Data records:
--- START ---

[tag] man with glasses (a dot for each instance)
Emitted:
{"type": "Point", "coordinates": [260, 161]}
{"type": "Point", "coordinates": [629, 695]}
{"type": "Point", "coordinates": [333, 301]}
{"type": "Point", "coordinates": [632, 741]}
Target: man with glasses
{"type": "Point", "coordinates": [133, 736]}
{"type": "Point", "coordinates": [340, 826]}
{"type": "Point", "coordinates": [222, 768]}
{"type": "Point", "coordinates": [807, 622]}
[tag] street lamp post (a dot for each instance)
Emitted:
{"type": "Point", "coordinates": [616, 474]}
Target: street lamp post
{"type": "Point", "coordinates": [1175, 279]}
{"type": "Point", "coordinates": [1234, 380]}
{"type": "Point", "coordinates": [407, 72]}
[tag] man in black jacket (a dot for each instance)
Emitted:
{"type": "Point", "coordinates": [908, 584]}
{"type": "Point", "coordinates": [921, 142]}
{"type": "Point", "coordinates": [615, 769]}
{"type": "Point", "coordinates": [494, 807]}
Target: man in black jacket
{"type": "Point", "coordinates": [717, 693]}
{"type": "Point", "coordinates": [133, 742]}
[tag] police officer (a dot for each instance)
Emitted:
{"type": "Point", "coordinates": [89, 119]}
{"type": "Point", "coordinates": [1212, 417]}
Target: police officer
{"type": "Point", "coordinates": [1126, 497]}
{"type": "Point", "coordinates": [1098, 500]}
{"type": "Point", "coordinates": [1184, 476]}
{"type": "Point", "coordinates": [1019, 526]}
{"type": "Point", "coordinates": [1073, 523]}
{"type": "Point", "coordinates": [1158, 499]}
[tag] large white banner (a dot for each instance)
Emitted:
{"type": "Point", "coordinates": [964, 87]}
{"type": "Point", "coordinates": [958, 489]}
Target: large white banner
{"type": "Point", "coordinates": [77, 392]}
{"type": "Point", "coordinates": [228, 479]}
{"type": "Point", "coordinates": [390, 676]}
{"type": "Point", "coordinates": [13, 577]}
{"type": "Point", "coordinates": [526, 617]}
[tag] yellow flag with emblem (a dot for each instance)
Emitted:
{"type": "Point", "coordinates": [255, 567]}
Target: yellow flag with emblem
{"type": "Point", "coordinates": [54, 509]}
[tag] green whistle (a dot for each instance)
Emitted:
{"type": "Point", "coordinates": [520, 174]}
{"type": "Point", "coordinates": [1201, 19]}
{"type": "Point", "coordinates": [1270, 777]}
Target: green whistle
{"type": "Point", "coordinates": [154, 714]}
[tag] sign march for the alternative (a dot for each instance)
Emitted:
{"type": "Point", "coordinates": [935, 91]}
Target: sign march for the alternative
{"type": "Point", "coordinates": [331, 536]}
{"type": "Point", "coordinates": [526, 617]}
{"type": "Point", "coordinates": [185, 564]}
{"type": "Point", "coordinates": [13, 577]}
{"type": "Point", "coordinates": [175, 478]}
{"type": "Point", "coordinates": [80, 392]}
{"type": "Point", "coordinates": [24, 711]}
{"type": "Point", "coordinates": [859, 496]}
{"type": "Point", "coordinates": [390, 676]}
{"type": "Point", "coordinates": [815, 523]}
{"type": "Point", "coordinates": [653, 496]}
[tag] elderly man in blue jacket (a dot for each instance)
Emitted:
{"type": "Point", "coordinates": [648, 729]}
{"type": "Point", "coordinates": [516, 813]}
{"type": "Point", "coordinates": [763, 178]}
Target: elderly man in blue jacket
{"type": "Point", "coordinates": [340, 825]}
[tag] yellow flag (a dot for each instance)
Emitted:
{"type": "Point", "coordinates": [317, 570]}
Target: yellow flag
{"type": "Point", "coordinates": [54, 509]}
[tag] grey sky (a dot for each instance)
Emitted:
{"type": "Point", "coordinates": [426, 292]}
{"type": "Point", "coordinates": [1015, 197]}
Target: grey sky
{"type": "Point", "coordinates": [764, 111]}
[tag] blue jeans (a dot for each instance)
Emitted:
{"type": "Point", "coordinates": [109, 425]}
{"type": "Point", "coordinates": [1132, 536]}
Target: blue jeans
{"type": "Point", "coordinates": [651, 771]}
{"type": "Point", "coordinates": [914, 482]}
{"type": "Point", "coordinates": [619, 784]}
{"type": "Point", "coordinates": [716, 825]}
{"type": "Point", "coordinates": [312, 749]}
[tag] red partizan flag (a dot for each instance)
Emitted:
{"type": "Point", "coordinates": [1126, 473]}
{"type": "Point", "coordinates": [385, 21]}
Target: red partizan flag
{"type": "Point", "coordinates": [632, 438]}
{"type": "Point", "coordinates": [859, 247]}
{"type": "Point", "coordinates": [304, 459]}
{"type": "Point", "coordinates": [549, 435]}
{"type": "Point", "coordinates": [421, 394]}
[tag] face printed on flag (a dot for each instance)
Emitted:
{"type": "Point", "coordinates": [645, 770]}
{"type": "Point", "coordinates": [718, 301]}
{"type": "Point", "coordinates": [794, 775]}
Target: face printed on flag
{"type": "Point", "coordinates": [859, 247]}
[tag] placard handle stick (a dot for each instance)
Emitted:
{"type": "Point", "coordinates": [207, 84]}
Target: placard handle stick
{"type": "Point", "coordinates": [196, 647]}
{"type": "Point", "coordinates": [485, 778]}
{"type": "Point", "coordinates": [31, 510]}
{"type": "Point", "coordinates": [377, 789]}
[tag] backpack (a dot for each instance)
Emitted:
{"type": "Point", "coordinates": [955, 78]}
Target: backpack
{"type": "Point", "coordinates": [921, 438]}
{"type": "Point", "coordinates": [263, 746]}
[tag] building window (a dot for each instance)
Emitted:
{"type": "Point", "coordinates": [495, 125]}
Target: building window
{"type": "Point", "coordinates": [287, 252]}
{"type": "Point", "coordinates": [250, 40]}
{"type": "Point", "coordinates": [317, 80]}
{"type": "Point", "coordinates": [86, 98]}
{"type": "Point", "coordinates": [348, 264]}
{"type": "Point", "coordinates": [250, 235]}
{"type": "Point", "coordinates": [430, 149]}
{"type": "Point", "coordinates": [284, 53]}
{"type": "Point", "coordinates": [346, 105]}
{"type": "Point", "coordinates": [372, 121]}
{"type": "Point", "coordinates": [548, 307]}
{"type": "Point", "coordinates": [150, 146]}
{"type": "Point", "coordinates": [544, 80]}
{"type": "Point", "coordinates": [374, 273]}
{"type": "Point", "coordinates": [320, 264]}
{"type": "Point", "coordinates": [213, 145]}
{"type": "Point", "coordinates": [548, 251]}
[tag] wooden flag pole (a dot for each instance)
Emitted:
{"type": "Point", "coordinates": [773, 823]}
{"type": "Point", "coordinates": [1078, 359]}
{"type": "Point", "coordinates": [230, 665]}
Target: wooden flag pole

--- END ---

> **Your goal**
Go over the data and return every line that includes the word "wooden".

> **Expected answer**
[tag] wooden flag pole (a dot for each instance)
Target: wooden flag pole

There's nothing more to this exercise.